**Written instruction**
Write out the entries verbatim, starting at the beginning of the entries and ending at the line containing "(1067, 361)", with both ends included. Leave the pictures out of your answer.
--- start Task material ---
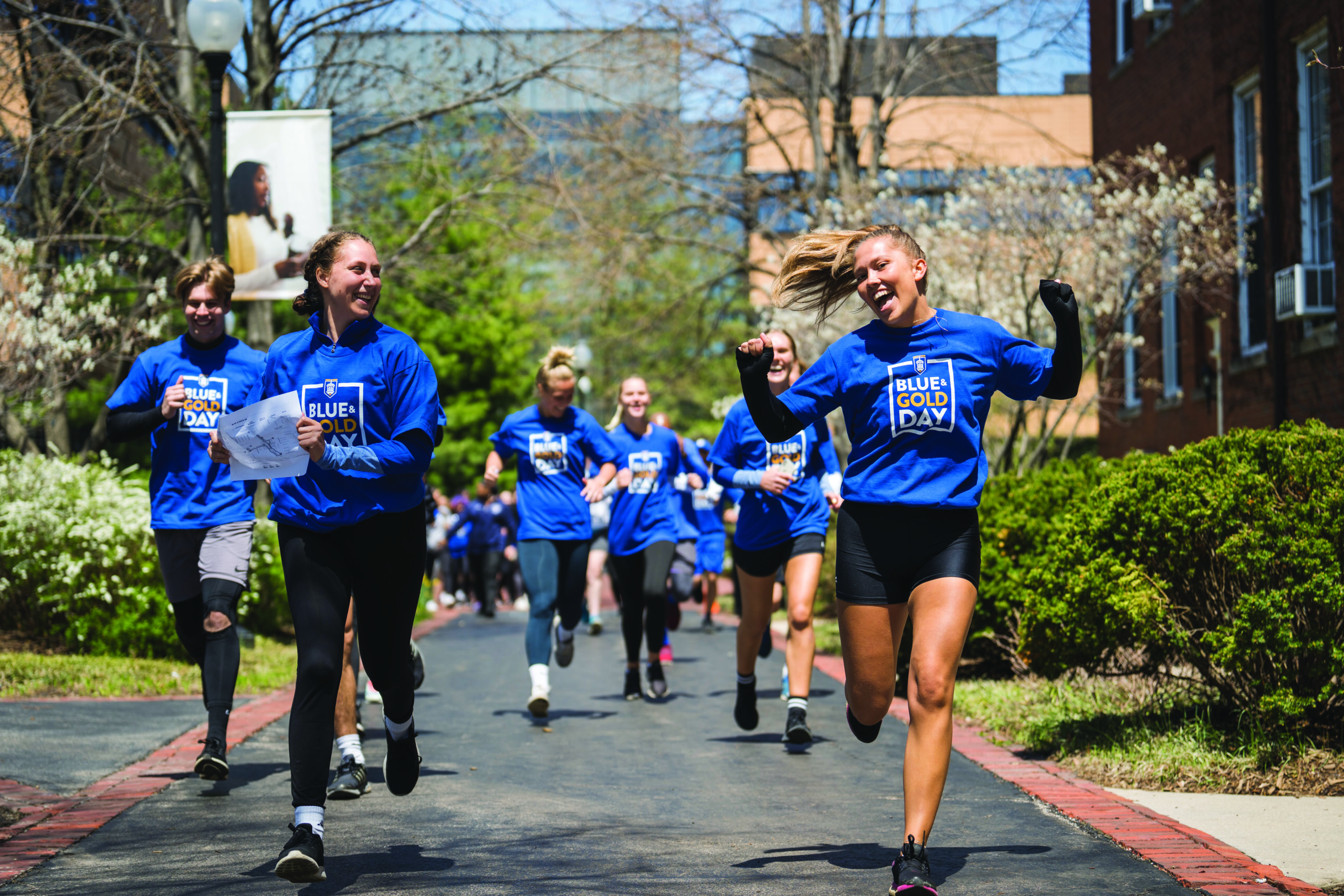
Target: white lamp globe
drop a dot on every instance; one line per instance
(215, 25)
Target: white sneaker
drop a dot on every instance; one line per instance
(539, 703)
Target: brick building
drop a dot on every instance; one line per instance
(1226, 85)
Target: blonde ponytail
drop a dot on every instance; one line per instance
(817, 272)
(558, 366)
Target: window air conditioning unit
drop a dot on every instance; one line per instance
(1303, 291)
(1152, 8)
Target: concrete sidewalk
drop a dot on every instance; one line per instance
(1301, 835)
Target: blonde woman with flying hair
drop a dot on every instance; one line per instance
(551, 441)
(915, 386)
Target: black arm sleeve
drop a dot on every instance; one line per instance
(125, 425)
(774, 421)
(1067, 361)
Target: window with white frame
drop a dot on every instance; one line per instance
(1131, 362)
(1124, 30)
(1252, 312)
(1314, 102)
(1171, 328)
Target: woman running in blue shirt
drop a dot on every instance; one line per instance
(643, 532)
(551, 441)
(783, 522)
(354, 524)
(915, 386)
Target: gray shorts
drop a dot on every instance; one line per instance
(186, 556)
(683, 562)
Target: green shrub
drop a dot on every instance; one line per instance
(1221, 559)
(1019, 518)
(78, 562)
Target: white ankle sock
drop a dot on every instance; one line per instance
(398, 729)
(310, 816)
(349, 746)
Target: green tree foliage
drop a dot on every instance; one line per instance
(1218, 562)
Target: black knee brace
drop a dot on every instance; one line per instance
(221, 596)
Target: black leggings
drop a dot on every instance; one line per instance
(378, 561)
(215, 652)
(642, 579)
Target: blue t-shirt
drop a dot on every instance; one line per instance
(490, 524)
(551, 453)
(188, 491)
(647, 511)
(765, 520)
(916, 404)
(370, 387)
(710, 504)
(687, 520)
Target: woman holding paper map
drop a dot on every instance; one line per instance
(354, 523)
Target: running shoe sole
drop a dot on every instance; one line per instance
(212, 769)
(299, 868)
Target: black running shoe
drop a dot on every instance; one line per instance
(632, 684)
(351, 781)
(301, 859)
(212, 763)
(563, 650)
(658, 684)
(401, 765)
(796, 730)
(743, 712)
(910, 873)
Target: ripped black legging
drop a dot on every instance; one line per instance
(378, 561)
(642, 579)
(215, 652)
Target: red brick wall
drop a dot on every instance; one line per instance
(1177, 89)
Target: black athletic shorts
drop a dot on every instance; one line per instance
(766, 561)
(884, 551)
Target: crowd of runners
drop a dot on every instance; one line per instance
(632, 499)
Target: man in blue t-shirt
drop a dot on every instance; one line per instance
(490, 535)
(202, 519)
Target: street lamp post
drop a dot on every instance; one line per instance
(215, 29)
(582, 359)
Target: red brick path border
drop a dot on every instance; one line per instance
(53, 823)
(1193, 858)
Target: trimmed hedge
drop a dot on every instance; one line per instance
(1220, 562)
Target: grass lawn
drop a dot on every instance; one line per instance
(267, 667)
(1132, 734)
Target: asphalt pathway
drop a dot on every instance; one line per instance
(604, 797)
(65, 745)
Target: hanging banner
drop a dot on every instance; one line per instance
(280, 198)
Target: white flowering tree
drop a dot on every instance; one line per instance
(1121, 231)
(59, 324)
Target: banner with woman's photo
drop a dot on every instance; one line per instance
(280, 198)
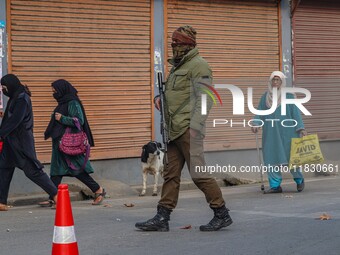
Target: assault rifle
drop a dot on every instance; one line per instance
(164, 132)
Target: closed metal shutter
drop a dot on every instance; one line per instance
(240, 41)
(103, 49)
(317, 63)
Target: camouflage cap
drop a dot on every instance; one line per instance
(185, 35)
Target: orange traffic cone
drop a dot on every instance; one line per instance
(64, 238)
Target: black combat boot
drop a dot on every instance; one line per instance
(158, 223)
(221, 219)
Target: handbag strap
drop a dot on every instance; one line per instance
(76, 123)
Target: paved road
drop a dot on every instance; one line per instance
(263, 224)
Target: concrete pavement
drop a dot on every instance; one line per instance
(277, 224)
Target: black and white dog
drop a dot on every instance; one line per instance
(152, 163)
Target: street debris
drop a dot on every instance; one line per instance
(186, 227)
(324, 216)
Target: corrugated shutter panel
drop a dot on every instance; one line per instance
(103, 49)
(240, 40)
(317, 63)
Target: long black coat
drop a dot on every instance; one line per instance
(17, 132)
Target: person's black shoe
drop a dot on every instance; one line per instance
(273, 190)
(300, 186)
(158, 223)
(221, 219)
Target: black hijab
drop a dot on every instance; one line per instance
(65, 93)
(14, 89)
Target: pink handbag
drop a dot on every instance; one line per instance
(73, 144)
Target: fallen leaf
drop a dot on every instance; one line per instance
(324, 216)
(186, 227)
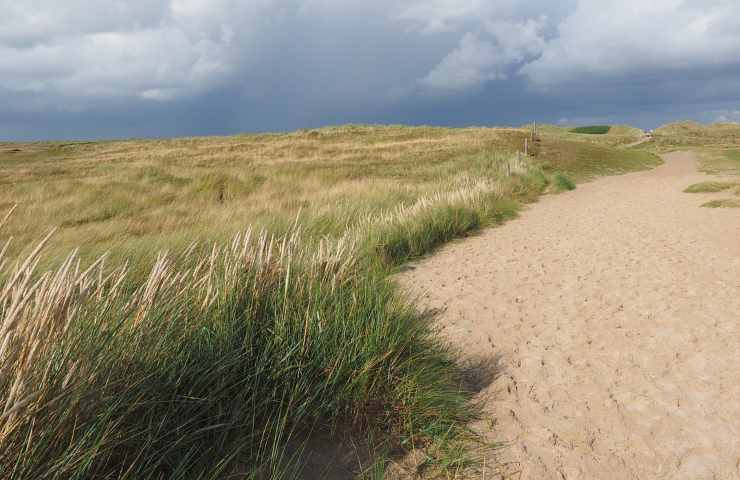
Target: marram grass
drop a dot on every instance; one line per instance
(222, 359)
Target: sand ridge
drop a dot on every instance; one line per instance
(614, 310)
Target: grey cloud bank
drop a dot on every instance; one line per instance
(116, 68)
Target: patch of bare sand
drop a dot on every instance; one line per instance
(615, 310)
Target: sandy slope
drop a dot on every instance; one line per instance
(615, 310)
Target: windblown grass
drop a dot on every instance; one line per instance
(210, 367)
(592, 130)
(724, 203)
(710, 187)
(223, 357)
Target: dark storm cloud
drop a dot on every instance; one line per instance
(117, 68)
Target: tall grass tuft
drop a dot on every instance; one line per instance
(225, 359)
(212, 365)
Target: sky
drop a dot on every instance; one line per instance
(87, 69)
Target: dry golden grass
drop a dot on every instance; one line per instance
(138, 197)
(213, 361)
(692, 134)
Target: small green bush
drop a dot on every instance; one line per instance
(592, 130)
(710, 187)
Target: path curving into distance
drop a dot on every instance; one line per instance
(614, 311)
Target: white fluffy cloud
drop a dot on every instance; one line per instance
(476, 61)
(78, 50)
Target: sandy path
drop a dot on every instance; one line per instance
(615, 310)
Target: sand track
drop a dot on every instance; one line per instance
(615, 311)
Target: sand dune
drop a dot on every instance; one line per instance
(615, 311)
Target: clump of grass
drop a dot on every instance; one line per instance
(221, 361)
(563, 183)
(725, 203)
(710, 187)
(213, 364)
(592, 129)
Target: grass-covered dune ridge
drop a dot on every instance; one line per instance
(222, 356)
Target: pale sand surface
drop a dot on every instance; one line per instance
(615, 311)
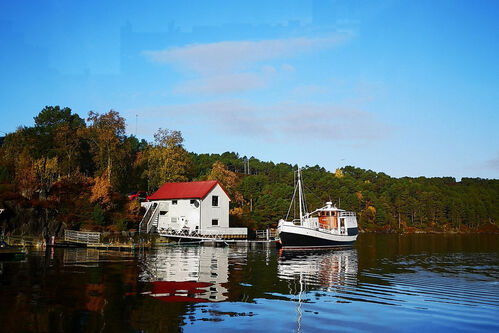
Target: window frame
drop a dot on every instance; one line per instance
(213, 199)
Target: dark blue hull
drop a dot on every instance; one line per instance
(303, 241)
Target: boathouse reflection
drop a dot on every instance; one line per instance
(194, 274)
(326, 269)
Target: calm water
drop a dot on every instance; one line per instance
(386, 283)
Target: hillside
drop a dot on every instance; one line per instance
(66, 172)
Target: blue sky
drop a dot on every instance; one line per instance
(409, 88)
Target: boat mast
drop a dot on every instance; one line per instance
(300, 195)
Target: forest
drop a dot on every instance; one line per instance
(79, 171)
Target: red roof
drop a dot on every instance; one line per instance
(186, 190)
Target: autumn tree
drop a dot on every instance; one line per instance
(167, 160)
(106, 134)
(228, 179)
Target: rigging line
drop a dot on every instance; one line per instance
(292, 200)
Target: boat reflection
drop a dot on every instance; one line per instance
(326, 269)
(187, 274)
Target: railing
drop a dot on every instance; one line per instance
(344, 214)
(147, 217)
(207, 233)
(154, 216)
(81, 236)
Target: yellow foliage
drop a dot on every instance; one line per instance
(338, 173)
(101, 191)
(227, 178)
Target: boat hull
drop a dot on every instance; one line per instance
(292, 236)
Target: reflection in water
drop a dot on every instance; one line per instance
(387, 283)
(191, 274)
(326, 269)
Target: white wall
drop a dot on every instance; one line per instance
(208, 212)
(187, 214)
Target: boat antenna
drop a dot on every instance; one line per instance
(291, 204)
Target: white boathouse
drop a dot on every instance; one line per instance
(190, 208)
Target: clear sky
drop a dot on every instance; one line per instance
(409, 88)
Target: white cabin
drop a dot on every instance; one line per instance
(192, 208)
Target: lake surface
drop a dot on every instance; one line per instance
(385, 283)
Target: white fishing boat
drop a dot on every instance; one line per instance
(325, 227)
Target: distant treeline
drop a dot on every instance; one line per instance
(86, 166)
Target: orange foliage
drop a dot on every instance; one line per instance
(101, 192)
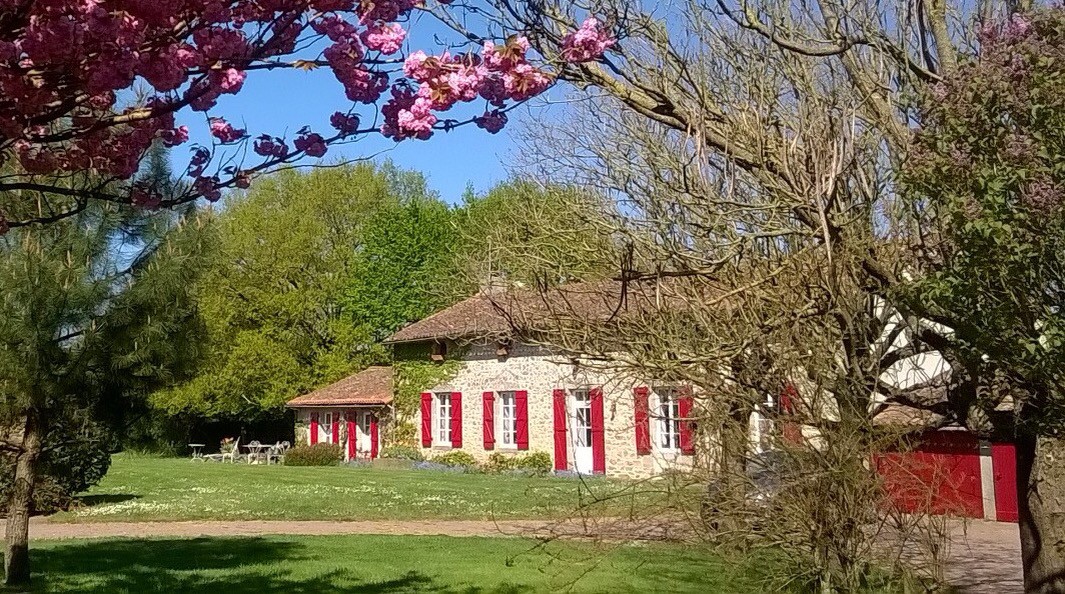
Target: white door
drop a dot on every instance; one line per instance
(582, 433)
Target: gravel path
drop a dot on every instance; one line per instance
(50, 530)
(984, 557)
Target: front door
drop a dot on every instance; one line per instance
(582, 425)
(363, 443)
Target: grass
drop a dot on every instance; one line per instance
(166, 489)
(362, 563)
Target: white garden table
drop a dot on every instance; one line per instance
(256, 451)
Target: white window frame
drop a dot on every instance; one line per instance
(583, 395)
(667, 416)
(442, 432)
(502, 409)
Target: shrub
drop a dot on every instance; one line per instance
(456, 458)
(317, 455)
(498, 462)
(427, 465)
(403, 452)
(537, 463)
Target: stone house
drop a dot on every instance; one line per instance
(350, 413)
(513, 397)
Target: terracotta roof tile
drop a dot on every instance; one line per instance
(372, 385)
(496, 314)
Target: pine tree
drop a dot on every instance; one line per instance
(94, 308)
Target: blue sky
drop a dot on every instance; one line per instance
(280, 102)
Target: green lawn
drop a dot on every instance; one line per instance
(311, 564)
(165, 489)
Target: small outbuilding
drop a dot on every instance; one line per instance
(350, 413)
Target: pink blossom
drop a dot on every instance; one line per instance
(198, 162)
(208, 187)
(525, 81)
(228, 80)
(492, 121)
(225, 132)
(311, 143)
(587, 44)
(268, 146)
(334, 28)
(176, 136)
(507, 55)
(386, 38)
(407, 115)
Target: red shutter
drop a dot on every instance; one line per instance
(687, 444)
(488, 413)
(788, 397)
(374, 436)
(456, 419)
(560, 460)
(522, 416)
(426, 419)
(353, 436)
(599, 435)
(642, 421)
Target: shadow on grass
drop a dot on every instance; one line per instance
(233, 565)
(89, 500)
--- end Task material ---
**Response**
Target: white lamp globe
drop a dot on every instance; one line per instance
(215, 25)
Target: white sneaker
drop a dot on every instance; one line per instance
(539, 703)
Target: brick building
drop a dot on every instance; one line per instance
(1226, 85)
Target: blonde ponytail
drop a dot on every instance; one line per instance
(817, 272)
(558, 366)
Target: window air conditioning unit
drop a dot on every instance; one line per instance
(1303, 291)
(1152, 8)
Target: concrete sidewalk
drop a dot on every instance; one line per instance
(1301, 835)
Target: blonde woman with flying hair
drop a dot on every instance; one line per instance
(551, 441)
(915, 386)
Target: black arm sleeve
drop a dot on every instance; one line per instance
(125, 425)
(774, 421)
(1067, 361)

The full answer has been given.